§ **Your tasks**:
A: Using the text on applying modern safety theory in healthcare, decide whether each statement agrees with it: (i) safety is described as when as many things as possible go right; (ii) the text recommends focusing on preventing failures rather than studying how health systems succeed; (iii) the text says a gap almost always exists between Work as Imagined and Work as Done. Answer yes or no for each, and quote the words that decide it.
B: According to the text on applying modern safety theory in healthcare, what kind of approach is recommended for adopting and applying modern safety thinking in healthcare?

(Selected extract)

Applying Modern Safety Theory in Healthcare

A holistic approach is recommended to successfully adopt and apply modern safety thinking in healthcare.

Understanding of safety

Safety is when as many things as possible go right.

In Practice:

  • Embrace a new safety mindset and stay informed with the latest research advancements.

Understanding successes and everyday operations

Instead of focusing on preventing failures, investigate how health systems succeed in complex and unpredictable situations.

Exploring successes helps us understand 'positive capacities' within the system. Helping build or strengthen positive capacities can help our system go ‘right’ with more reliability.

In Practice:

  • Maintain a systems-focused approach to maximise opportunities and organisational learning by exploring the relationships and interactions between people and technologies within the system.

  • Ask: 'How can we sustainably embed these positive capacities in our system?'

Understanding real world practices

Recognise the messy realities of getting work done in complex systems. There is almost always a gap between procedures/protocols (Work as Imagined (WAI)) and the actual doing of work in variable conditions (Work as Done (WAD)).

Explore actual workplace practices, adaptations and workarounds that occur, to minimise the gap. Doing so can reduce organisational risk and support safe and effective work.

In Practice:

  • Remain humble and curious when exploring real work-as-done. Move beyond judgement towards understanding 'why does it make sense for them to do this that way?'

  • Create a safe environment where staff feel empowered to take part in resolving the WAI/WAD gap.

(End Selected extract)
(Supplied data)

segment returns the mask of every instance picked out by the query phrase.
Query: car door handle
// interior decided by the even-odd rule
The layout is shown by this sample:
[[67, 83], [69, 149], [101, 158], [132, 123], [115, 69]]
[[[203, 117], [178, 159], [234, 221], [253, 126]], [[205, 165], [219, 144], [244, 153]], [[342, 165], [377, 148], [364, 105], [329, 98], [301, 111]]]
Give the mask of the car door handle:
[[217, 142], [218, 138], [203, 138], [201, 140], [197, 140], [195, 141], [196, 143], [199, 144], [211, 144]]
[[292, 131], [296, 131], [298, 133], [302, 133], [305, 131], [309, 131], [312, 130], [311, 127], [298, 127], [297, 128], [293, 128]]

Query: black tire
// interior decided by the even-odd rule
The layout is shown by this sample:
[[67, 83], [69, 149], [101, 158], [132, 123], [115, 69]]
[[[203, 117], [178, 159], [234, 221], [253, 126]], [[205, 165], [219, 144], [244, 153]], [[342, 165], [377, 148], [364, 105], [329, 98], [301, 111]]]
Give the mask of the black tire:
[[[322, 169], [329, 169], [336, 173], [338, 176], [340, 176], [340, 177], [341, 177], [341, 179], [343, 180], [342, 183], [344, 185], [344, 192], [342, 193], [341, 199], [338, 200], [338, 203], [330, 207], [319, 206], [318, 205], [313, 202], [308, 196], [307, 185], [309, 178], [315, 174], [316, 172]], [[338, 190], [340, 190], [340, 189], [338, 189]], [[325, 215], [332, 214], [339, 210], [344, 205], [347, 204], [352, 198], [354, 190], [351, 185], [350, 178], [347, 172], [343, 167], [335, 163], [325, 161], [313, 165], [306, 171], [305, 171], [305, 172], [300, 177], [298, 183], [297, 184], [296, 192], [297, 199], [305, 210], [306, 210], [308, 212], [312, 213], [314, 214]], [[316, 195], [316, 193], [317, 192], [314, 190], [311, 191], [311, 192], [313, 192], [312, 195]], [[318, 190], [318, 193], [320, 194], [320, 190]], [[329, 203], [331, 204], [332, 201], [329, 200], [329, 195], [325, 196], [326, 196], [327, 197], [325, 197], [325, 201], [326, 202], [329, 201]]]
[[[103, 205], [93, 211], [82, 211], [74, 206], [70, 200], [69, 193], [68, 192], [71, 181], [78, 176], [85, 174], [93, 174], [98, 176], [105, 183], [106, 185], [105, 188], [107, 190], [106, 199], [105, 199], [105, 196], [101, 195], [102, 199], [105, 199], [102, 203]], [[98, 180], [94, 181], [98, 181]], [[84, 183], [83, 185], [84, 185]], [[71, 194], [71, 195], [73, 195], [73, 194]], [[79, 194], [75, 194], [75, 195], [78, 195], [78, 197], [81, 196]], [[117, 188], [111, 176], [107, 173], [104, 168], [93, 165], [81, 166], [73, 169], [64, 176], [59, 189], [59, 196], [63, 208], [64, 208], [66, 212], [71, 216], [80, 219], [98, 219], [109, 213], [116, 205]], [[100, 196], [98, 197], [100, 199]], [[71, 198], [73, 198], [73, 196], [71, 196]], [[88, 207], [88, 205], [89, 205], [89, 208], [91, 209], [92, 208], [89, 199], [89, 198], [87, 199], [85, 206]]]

(End Supplied data)

§ **Solutions to the problems**:
A:
(i) Yes: "Safety is when as many things as possible go right."
(ii) No: "Instead of focusing on preventing failures, investigate how health systems succeed in complex and unpredictable situations."
(iii) Yes: "There is almost always a gap between procedures/protocols (Work as Imagined (WAI)) and the actual doing of work in variable conditions (Work as Done (WAD))."

B: A holistic approach is recommended.